+++ Data for this task
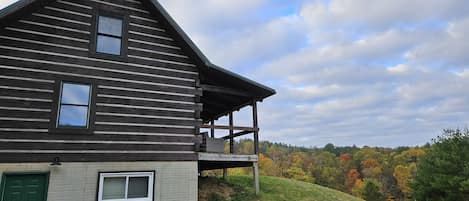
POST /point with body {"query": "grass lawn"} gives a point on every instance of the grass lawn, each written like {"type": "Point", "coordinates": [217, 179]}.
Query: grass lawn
{"type": "Point", "coordinates": [274, 189]}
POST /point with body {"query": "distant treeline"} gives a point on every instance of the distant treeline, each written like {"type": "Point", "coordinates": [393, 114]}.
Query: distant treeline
{"type": "Point", "coordinates": [373, 173]}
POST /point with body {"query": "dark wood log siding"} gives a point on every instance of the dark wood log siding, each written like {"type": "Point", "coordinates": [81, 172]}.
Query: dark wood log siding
{"type": "Point", "coordinates": [146, 106]}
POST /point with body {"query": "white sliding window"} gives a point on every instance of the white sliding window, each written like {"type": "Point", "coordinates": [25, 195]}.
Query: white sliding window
{"type": "Point", "coordinates": [126, 186]}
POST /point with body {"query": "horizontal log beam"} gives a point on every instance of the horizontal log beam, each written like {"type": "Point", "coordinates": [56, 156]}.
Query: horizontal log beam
{"type": "Point", "coordinates": [230, 128]}
{"type": "Point", "coordinates": [237, 134]}
{"type": "Point", "coordinates": [224, 90]}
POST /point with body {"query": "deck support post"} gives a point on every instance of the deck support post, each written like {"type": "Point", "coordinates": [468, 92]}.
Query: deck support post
{"type": "Point", "coordinates": [255, 168]}
{"type": "Point", "coordinates": [255, 124]}
{"type": "Point", "coordinates": [225, 174]}
{"type": "Point", "coordinates": [212, 129]}
{"type": "Point", "coordinates": [231, 132]}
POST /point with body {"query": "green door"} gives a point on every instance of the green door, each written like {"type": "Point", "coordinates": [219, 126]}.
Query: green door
{"type": "Point", "coordinates": [24, 187]}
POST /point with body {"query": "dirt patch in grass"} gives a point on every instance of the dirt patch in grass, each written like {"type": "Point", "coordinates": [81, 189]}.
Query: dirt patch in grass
{"type": "Point", "coordinates": [214, 189]}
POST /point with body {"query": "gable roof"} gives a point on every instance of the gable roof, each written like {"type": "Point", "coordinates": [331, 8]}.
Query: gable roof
{"type": "Point", "coordinates": [210, 73]}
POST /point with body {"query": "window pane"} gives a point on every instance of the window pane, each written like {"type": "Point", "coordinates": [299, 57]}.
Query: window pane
{"type": "Point", "coordinates": [75, 94]}
{"type": "Point", "coordinates": [73, 116]}
{"type": "Point", "coordinates": [111, 26]}
{"type": "Point", "coordinates": [113, 188]}
{"type": "Point", "coordinates": [108, 45]}
{"type": "Point", "coordinates": [138, 187]}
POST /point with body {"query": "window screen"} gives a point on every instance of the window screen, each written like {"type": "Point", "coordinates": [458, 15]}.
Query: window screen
{"type": "Point", "coordinates": [74, 105]}
{"type": "Point", "coordinates": [109, 35]}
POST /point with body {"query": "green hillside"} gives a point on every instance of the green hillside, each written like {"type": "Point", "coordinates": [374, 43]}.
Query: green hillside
{"type": "Point", "coordinates": [239, 188]}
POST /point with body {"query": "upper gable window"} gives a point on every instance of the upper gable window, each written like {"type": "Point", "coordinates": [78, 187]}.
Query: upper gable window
{"type": "Point", "coordinates": [74, 105]}
{"type": "Point", "coordinates": [109, 35]}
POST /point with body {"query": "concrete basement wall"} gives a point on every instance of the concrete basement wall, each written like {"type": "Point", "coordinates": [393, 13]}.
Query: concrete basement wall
{"type": "Point", "coordinates": [174, 181]}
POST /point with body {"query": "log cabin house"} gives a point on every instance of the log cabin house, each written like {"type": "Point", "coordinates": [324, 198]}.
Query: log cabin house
{"type": "Point", "coordinates": [103, 100]}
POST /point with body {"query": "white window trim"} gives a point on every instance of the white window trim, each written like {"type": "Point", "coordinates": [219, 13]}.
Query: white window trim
{"type": "Point", "coordinates": [150, 175]}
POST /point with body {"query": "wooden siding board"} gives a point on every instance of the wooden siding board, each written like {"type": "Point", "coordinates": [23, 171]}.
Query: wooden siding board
{"type": "Point", "coordinates": [56, 13]}
{"type": "Point", "coordinates": [154, 95]}
{"type": "Point", "coordinates": [70, 8]}
{"type": "Point", "coordinates": [22, 157]}
{"type": "Point", "coordinates": [68, 146]}
{"type": "Point", "coordinates": [35, 37]}
{"type": "Point", "coordinates": [150, 39]}
{"type": "Point", "coordinates": [24, 124]}
{"type": "Point", "coordinates": [96, 137]}
{"type": "Point", "coordinates": [49, 30]}
{"type": "Point", "coordinates": [40, 75]}
{"type": "Point", "coordinates": [83, 70]}
{"type": "Point", "coordinates": [24, 114]}
{"type": "Point", "coordinates": [100, 118]}
{"type": "Point", "coordinates": [147, 103]}
{"type": "Point", "coordinates": [143, 129]}
{"type": "Point", "coordinates": [144, 112]}
{"type": "Point", "coordinates": [24, 83]}
{"type": "Point", "coordinates": [25, 104]}
{"type": "Point", "coordinates": [155, 48]}
{"type": "Point", "coordinates": [25, 94]}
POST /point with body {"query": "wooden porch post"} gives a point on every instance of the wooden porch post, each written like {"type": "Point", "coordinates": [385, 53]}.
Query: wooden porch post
{"type": "Point", "coordinates": [212, 130]}
{"type": "Point", "coordinates": [231, 133]}
{"type": "Point", "coordinates": [255, 171]}
{"type": "Point", "coordinates": [256, 126]}
{"type": "Point", "coordinates": [255, 167]}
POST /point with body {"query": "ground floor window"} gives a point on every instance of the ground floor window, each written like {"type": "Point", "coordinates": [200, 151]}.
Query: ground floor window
{"type": "Point", "coordinates": [126, 186]}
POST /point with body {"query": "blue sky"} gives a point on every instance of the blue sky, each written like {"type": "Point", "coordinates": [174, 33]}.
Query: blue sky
{"type": "Point", "coordinates": [363, 72]}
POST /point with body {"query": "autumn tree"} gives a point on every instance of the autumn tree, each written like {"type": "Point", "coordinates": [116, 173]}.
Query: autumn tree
{"type": "Point", "coordinates": [353, 179]}
{"type": "Point", "coordinates": [443, 173]}
{"type": "Point", "coordinates": [371, 168]}
{"type": "Point", "coordinates": [266, 165]}
{"type": "Point", "coordinates": [298, 174]}
{"type": "Point", "coordinates": [370, 190]}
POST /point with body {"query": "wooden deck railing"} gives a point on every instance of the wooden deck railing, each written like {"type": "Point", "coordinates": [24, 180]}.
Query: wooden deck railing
{"type": "Point", "coordinates": [240, 130]}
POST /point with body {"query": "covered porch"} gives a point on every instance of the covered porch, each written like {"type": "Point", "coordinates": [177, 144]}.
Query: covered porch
{"type": "Point", "coordinates": [224, 93]}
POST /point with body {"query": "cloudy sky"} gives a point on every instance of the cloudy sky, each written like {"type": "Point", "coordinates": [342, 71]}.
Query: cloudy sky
{"type": "Point", "coordinates": [363, 72]}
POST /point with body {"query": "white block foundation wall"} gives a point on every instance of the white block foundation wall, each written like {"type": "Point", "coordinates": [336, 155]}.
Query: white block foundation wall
{"type": "Point", "coordinates": [174, 181]}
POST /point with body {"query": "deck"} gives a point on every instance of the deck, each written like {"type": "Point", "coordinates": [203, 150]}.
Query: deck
{"type": "Point", "coordinates": [212, 161]}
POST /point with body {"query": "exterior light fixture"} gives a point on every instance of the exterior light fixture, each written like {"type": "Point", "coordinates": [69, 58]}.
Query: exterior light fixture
{"type": "Point", "coordinates": [56, 162]}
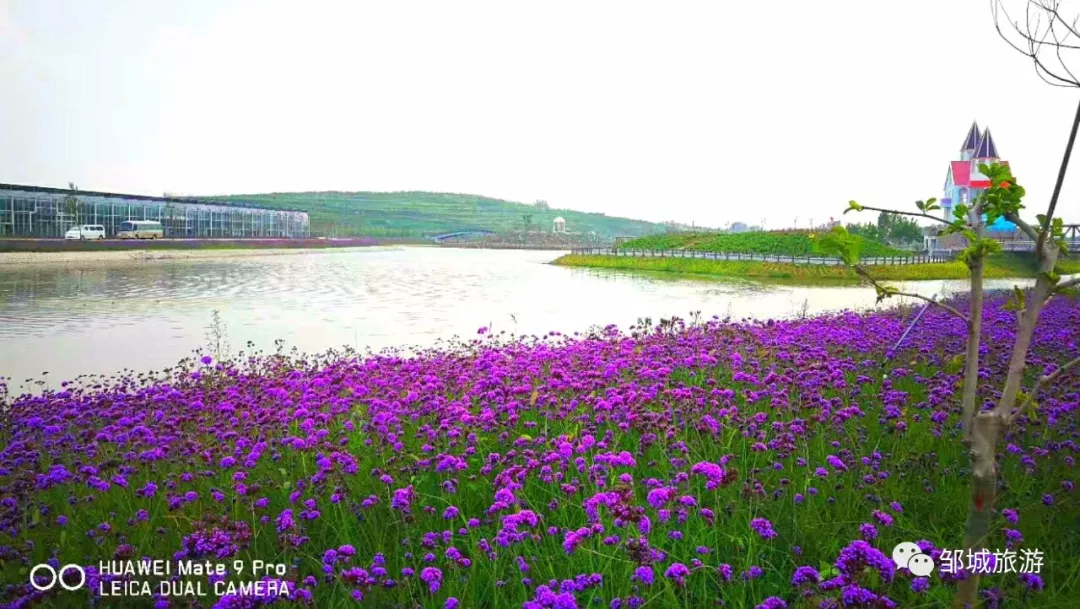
++++++
● Job
Select every line of the rows above that contains the word "horizontal" and copy each one out.

● Response to this task
POST /point with body {"query": "horizontal log beam"} gives a point on every instance of the horizontal log beam, each written like {"type": "Point", "coordinates": [56, 156]}.
Query: horizontal log beam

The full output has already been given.